— START OF SELECTED EXTRACT —

Section 1.3: Coastal Erosion in Southeastern Louisiana

In a sense, we can think of erosion as being the opposite of sedimentation. Erosion can be defined as the transport of rock or sediment from its original context by the various forces of weathering, and especially the flow of water.

Once again, we could imagine being on a mountainside somewhere in the Rocky Mountains. Over thousands of

years, the forces of wind, rain, snow, and the freezing and thawing of water break up rocks. The resulting sediment is then carried downhill by a system of streams and rivers. Eventually, fine-grained sediment is carried into the Mississippi by its system of tributaries, and it is transported downstream. After a long sequence of deposition and erosion events along the way, this sediment is finally deposited in the Mississippi Delta. In this way, sediment erodes from one place on the landscape and is eventually deposited in some other place on the landscape.

The sediments that have formed the coastlines of deltas are either being deposited or they are being eroded away by the action of sea water. When sediment is being deposited, the land surface area of that part of the coast increases, and we say that it is prograding. When erosion is removing sediment from a coastline and the land surface area is decreasing, we say that it is retrograding. In this way, stability in the location of the coastline is rare, happening only when the rate of coastal erosion is balanced by the rate of sedimentation.

Coastlines are a part of the landscape that is extremely susceptible to erosion. This is because the rate of erosion is determined by the energy, or the force, of the weathering and sediment-transporting agent involved. Slow-moving water in a river, for example, can be considered a relatively low-energy erosional force. In moving slowly, the water has little effect on the rocks and/or sediments that it contacts, and it is only capable of transporting the smallest kinds of sediments, such as silts and clays. In contrast, fast-moving water is a very powerful force in terms of erosion and sediment transportation. High-velocity water—let’s say in a steep mountain stream—is capable of carving deep valleys and canyons, and it can move sediments as large as boulders.

Coastlines are generally high-energy erosional contexts because they involve water moving with great force. Here, we could imagine standing on a beach and watching the waves crash against the shore. Those crashing waves carry huge amounts of energy and they are capable of removing vast amounts of sediment from that beach. Furthermore, we could imagine being on that same beach during the landfall of a tropical storm, where wave forces are significantly amplified. Unless sediment is somehow being introduced from some other source, such as the mouth of a river, the great energy associated with actions of waves along coastlines will lead to erosion.

Coastal erosion is a prevalent and destructive problem for much of Southeastern Louisiana. Given the balancing act between sedimentation and erosion, parts of the Louisiana coast should be expected to experience some coastal erosion. The Mississippi River is the main source of sediment along the Mississippi River Delta Gulf Coast, and portions of the coast that are distant from this source of sediment naturally experience erosion. In contrast, certain portions of the Mississippi River Delta Gulf Coast should be accumulating Mississippi River sediment and therefore their land surface area should be prograding.

— END OF SELECTED EXTRACT —
— START OF DATASET EXTRACT —

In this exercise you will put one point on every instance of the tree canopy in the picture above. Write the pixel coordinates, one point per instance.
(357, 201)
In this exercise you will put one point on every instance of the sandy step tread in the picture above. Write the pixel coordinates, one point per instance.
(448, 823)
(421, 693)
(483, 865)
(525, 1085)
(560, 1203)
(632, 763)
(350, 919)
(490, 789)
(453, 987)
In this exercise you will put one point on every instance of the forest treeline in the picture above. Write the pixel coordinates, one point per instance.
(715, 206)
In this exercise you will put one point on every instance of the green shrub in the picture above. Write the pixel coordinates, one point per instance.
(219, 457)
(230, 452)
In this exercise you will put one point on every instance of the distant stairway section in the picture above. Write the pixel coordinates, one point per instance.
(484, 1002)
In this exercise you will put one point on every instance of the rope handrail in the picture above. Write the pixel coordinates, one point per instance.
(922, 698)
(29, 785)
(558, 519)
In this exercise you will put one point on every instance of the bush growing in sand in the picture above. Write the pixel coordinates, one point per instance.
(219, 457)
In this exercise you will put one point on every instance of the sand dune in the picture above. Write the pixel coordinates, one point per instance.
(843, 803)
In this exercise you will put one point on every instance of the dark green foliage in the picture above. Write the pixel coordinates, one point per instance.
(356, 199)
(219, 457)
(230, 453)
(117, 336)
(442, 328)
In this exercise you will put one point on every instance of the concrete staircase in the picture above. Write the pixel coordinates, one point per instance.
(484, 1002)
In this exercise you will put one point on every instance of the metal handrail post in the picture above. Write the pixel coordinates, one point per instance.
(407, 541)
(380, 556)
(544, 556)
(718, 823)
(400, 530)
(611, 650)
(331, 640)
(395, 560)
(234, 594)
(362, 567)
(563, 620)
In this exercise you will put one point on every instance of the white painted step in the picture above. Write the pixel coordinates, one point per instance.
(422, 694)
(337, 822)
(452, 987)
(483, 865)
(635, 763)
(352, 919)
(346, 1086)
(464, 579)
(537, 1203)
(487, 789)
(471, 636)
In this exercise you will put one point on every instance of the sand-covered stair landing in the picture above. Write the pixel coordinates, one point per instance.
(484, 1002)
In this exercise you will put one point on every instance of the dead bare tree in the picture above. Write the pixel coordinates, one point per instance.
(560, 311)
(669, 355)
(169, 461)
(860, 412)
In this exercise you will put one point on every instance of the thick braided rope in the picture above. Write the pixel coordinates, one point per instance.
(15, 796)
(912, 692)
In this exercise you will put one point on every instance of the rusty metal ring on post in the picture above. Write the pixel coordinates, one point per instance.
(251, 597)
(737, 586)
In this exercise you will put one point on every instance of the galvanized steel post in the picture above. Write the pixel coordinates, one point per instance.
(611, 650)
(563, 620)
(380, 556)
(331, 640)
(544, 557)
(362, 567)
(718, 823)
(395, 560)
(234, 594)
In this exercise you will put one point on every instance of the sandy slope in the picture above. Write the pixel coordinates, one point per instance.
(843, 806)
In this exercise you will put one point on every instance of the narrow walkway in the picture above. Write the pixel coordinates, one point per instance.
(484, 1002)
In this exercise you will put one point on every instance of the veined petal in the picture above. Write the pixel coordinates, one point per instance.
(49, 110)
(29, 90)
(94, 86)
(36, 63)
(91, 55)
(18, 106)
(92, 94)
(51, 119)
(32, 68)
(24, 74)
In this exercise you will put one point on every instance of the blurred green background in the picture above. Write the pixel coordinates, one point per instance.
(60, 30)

— END OF DATASET EXTRACT —

§ TASK SET:
[A] Can you set down, word for word, the part of the coastal erosion section from "In a sense, we" up to and including "on the landscape."?
[B] How would you render this sentence from the coastal erosion section in Spanish: "Coastlines are a part of the landscape that is extremely susceptible to erosion."
[C] Which forces does the coastal erosion section name as breaking up rocks over thousands of years?

§ WORKED SOLUTIONS:
[A]
In a sense, we can think of erosion as being the opposite of sedimentation. Erosion can be defined as the transport of rock or sediment from its original context by the various forces of weathering, and especially the flow of water.

Once again, we could imagine being on a mountainside somewhere in the Rocky Mountains. Over thousands of

years, the forces of wind, rain, snow, and the freezing and thawing of water break up rocks. The resulting sediment is then carried downhill by a system of streams and rivers. Eventually, fine-grained sediment is carried into the Mississippi by its system of tributaries, and it is transported downstream. After a long sequence of deposition and erosion events along the way, this sediment is finally deposited in the Mississippi Delta. In this way, sediment erodes from one place on the landscape and is eventually deposited in some other place on the landscape.

[B] Las costas son una parte del paisaje que es extremadamente susceptible a la erosión.

[C]
- Wind
- Rain
- Snow
- The freezing and thawing of water